Task objective — Except for the pictures, reproduce the records word for word.

[Image point grounding data]
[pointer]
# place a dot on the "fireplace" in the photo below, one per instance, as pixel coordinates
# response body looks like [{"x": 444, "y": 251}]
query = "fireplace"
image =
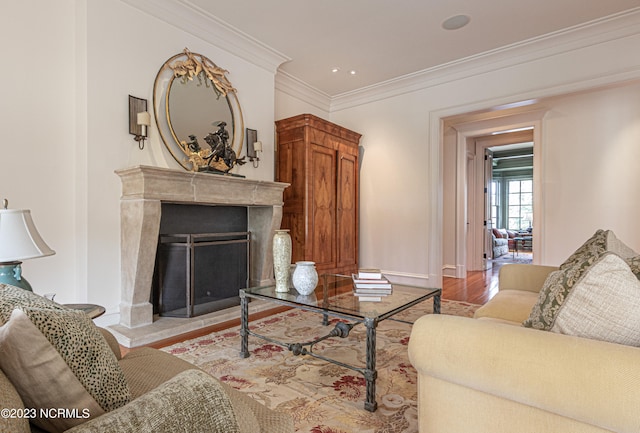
[
  {"x": 144, "y": 192},
  {"x": 202, "y": 259}
]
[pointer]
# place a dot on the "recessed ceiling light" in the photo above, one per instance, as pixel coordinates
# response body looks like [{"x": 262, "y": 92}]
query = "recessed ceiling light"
[{"x": 456, "y": 22}]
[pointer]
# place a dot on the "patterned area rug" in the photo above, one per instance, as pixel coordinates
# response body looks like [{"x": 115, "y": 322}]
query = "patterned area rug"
[{"x": 321, "y": 397}]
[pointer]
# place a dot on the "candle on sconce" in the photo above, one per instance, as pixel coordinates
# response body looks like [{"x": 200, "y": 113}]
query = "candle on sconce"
[{"x": 144, "y": 120}]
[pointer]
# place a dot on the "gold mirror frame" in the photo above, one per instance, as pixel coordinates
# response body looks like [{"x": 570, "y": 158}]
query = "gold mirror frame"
[{"x": 193, "y": 69}]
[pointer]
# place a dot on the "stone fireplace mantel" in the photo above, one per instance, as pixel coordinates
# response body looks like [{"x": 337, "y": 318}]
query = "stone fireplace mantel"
[{"x": 145, "y": 188}]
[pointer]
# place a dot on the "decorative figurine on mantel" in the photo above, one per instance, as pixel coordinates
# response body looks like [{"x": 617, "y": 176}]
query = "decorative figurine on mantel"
[
  {"x": 190, "y": 92},
  {"x": 221, "y": 149}
]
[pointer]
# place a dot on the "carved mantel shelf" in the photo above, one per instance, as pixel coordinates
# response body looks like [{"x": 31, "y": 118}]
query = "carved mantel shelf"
[{"x": 145, "y": 188}]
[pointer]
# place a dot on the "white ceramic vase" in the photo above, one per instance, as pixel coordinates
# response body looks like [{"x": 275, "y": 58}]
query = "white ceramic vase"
[
  {"x": 282, "y": 259},
  {"x": 305, "y": 277}
]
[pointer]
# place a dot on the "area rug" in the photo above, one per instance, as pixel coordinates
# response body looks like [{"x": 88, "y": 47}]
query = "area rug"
[{"x": 321, "y": 397}]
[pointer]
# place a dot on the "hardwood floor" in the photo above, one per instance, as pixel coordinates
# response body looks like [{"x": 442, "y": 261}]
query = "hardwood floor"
[{"x": 477, "y": 288}]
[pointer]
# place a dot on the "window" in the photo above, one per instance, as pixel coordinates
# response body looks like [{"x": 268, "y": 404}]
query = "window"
[
  {"x": 494, "y": 203},
  {"x": 520, "y": 204}
]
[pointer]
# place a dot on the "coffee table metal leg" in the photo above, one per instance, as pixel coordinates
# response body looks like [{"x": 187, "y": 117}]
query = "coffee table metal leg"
[
  {"x": 370, "y": 374},
  {"x": 244, "y": 326}
]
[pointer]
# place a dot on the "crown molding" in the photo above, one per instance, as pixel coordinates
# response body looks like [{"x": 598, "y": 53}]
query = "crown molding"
[
  {"x": 582, "y": 36},
  {"x": 193, "y": 20},
  {"x": 290, "y": 85}
]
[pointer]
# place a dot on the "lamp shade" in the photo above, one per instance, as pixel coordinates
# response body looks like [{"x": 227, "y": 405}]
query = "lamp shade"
[{"x": 19, "y": 238}]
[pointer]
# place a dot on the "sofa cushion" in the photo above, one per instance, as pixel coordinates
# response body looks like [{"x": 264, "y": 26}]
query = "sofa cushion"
[
  {"x": 191, "y": 402},
  {"x": 10, "y": 399},
  {"x": 604, "y": 304},
  {"x": 559, "y": 283},
  {"x": 69, "y": 365},
  {"x": 512, "y": 306}
]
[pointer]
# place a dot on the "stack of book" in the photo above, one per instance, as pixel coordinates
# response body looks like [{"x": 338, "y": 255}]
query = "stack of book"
[{"x": 369, "y": 285}]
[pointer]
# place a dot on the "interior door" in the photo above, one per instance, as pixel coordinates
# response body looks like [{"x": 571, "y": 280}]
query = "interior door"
[{"x": 488, "y": 222}]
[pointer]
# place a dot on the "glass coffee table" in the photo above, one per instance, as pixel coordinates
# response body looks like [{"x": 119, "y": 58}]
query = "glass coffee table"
[{"x": 334, "y": 297}]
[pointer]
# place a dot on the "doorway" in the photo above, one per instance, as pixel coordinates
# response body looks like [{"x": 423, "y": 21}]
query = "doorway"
[
  {"x": 466, "y": 221},
  {"x": 508, "y": 197}
]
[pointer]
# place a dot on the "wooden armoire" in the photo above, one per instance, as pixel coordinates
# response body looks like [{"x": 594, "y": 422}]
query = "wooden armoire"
[{"x": 320, "y": 161}]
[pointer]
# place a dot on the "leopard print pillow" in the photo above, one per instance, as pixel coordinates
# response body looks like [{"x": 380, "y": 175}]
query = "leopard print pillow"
[
  {"x": 12, "y": 297},
  {"x": 86, "y": 352}
]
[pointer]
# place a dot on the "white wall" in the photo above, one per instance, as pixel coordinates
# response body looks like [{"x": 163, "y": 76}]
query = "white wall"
[
  {"x": 591, "y": 150},
  {"x": 65, "y": 118},
  {"x": 38, "y": 150},
  {"x": 402, "y": 176}
]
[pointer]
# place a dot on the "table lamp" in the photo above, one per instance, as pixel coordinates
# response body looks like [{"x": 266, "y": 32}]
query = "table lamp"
[{"x": 19, "y": 240}]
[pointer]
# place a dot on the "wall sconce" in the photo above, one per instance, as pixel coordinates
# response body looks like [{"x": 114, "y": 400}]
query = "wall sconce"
[
  {"x": 253, "y": 147},
  {"x": 139, "y": 119}
]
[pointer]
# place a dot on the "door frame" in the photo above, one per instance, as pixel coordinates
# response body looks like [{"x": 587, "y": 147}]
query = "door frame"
[{"x": 467, "y": 130}]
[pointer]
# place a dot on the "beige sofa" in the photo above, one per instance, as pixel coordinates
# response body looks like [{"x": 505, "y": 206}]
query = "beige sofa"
[
  {"x": 490, "y": 374},
  {"x": 166, "y": 393}
]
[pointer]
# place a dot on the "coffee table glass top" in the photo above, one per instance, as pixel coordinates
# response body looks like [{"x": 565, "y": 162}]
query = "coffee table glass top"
[{"x": 334, "y": 293}]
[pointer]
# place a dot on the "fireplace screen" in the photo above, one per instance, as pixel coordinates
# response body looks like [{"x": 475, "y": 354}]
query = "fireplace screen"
[{"x": 200, "y": 273}]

Result —
[pointer]
# place a dot on the "fireplace" in the photo below, one per instance, as pixel coordinates
# response body looks like [{"x": 444, "y": 251}]
query = "fireplace"
image =
[
  {"x": 144, "y": 192},
  {"x": 202, "y": 259}
]
[pointer]
# place a dot on the "recessed ceiling light" in the photo above, one per instance, as pixel coordinates
# response body looks like [{"x": 262, "y": 92}]
query = "recessed ceiling light"
[{"x": 456, "y": 22}]
[pointer]
# place a dot on the "patterned area rug" in the photo above, one per instance, as pixel coordinates
# response body looks like [{"x": 115, "y": 322}]
query = "patterned area rug"
[{"x": 321, "y": 397}]
[pointer]
# place a dot on the "candle on sconce" in the photo above, one per instance, as pixel coordinates
# response body looks like [{"x": 200, "y": 113}]
query = "candle on sconce"
[{"x": 144, "y": 120}]
[pointer]
# place a dot on the "gold mirror frame" in the photo above, one per instance, as pixel coordinates
# response body looks like [{"x": 570, "y": 158}]
query = "gold mirror frame"
[{"x": 193, "y": 69}]
[pointer]
# place a dot on the "stone fireplace mantel" in the photo above, one per instance, as pixel coordinates
# response body looks like [{"x": 337, "y": 318}]
query = "stone fireplace mantel"
[{"x": 145, "y": 188}]
[pointer]
# place a dot on the "decorative figurine on mantel" in the photo above, one per instance, as pixel coordinates
# response body looks like [{"x": 617, "y": 176}]
query = "decorative figurine on mantel"
[
  {"x": 190, "y": 92},
  {"x": 221, "y": 149}
]
[pointer]
# place a dot on the "carved mantel shelf" in the photo above, one per instance, as pixel coordinates
# response body looks like [{"x": 31, "y": 118}]
query = "carved mantel shelf"
[{"x": 145, "y": 188}]
[pointer]
# place a dot on the "white ceramic vase" in the photo above, one per instance, as pixel coordinates
# response body looks like [{"x": 275, "y": 58}]
query = "white ceramic vase"
[
  {"x": 282, "y": 259},
  {"x": 305, "y": 277}
]
[pointer]
# place a dot on the "area rug" in the photo above, one per instance, as pixel coordinates
# response body looks like [{"x": 88, "y": 47}]
query = "area rug"
[{"x": 321, "y": 397}]
[pointer]
# place a dot on the "hardwood floor" in the photo above, one per instance, as pixel coordinates
# response body looks like [{"x": 442, "y": 261}]
query = "hardwood floor"
[{"x": 477, "y": 288}]
[pointer]
# place a dot on the "window" in the photo above, one per instance, as pixel coordinates
# response body looks like [{"x": 268, "y": 404}]
query = "window"
[
  {"x": 494, "y": 203},
  {"x": 520, "y": 204}
]
[pointer]
# place a dot on the "coffee table metal leg" in the photo above, one per instance, as pixel coordinates
# response body looks like [{"x": 187, "y": 117}]
query = "coffee table metal leg"
[
  {"x": 370, "y": 374},
  {"x": 244, "y": 326}
]
[pointer]
# place a dot on the "crown molding" in the photo above, one per instance, as pixel coordinates
# response body looks like [{"x": 598, "y": 53}]
query = "crown molding"
[
  {"x": 582, "y": 36},
  {"x": 193, "y": 20},
  {"x": 290, "y": 85}
]
[pointer]
# place a dot on the "lamp shade" in the photo above, one per instance, as pixel coordinates
# response body looks like [{"x": 227, "y": 405}]
query = "lamp shade"
[{"x": 19, "y": 238}]
[pointer]
# place a dot on the "sofa cushion" in the photo above, one per instance, as pixel coordinates
# response body looks like [{"x": 264, "y": 26}]
query = "sofa cushion"
[
  {"x": 191, "y": 402},
  {"x": 10, "y": 399},
  {"x": 604, "y": 304},
  {"x": 559, "y": 283},
  {"x": 69, "y": 365},
  {"x": 512, "y": 306}
]
[pointer]
# place a dot on the "stack of book" in the photo above, one per instance, as pixel coordinates
# response body looks like [{"x": 338, "y": 255}]
query = "stack of book"
[{"x": 369, "y": 285}]
[pointer]
# place a dot on the "interior door" in the photo above, one per instance, as pixel coordinates
# response body looks like [{"x": 571, "y": 280}]
query = "interior door"
[{"x": 488, "y": 222}]
[pointer]
# place a dot on the "glass coffee table" in the photo above, one per instance, as pixel coordinates
# response body looks like [{"x": 119, "y": 58}]
query = "glass coffee table"
[{"x": 334, "y": 297}]
[pointer]
# place a dot on the "doorway" in the photo above, one per instance, as pixel coordinates
# response body looks like [{"x": 423, "y": 21}]
query = "doorway"
[
  {"x": 466, "y": 221},
  {"x": 508, "y": 197}
]
[pointer]
# place a dot on the "wooden armoire" in the photo above, one per instance, as pixel coordinates
# response body looks like [{"x": 594, "y": 422}]
query = "wooden armoire"
[{"x": 320, "y": 161}]
[pointer]
# place a dot on the "leopard print pillow" in the photo above, one per instance, as pixel coordinates
# response body looks like [{"x": 380, "y": 175}]
query = "leopard print pillow"
[
  {"x": 12, "y": 297},
  {"x": 86, "y": 352}
]
[pointer]
# place a dot on the "white wall" in the photo above, one per instance, as pixel coordinates
# response body looks like [{"x": 163, "y": 76}]
query = "white wall"
[
  {"x": 591, "y": 150},
  {"x": 65, "y": 118},
  {"x": 38, "y": 150},
  {"x": 402, "y": 176}
]
[pointer]
# place a dot on the "table lamp" in the photo above, one per instance, as pixel coordinates
# response body looks like [{"x": 266, "y": 32}]
query = "table lamp"
[{"x": 19, "y": 240}]
[pointer]
# place a dot on the "wall sconce" in the photo above, one per instance, as pixel coordinates
# response body looks like [{"x": 114, "y": 400}]
query = "wall sconce"
[
  {"x": 253, "y": 147},
  {"x": 139, "y": 119}
]
[pointer]
# place a dot on the "door frame" in the photo above, one per instance, as pixel coordinates
# response body looks like [{"x": 587, "y": 147}]
query = "door frame"
[{"x": 467, "y": 130}]
[pointer]
# place a dot on the "beige sofa" in the photo above, one per instance, as pixel coordinates
# response body looks like [{"x": 505, "y": 206}]
query = "beige sofa"
[
  {"x": 490, "y": 374},
  {"x": 166, "y": 393}
]
[pointer]
# place a dot on the "coffee table glass top" in the photo above, one per instance, as pixel coordinates
# response body looks like [{"x": 565, "y": 162}]
query = "coffee table glass top"
[{"x": 334, "y": 293}]
[pointer]
# place a dot on the "fireplace screen" in the photo above, one per instance, as pixel coordinates
# response body looks like [{"x": 475, "y": 354}]
query = "fireplace screen"
[{"x": 200, "y": 273}]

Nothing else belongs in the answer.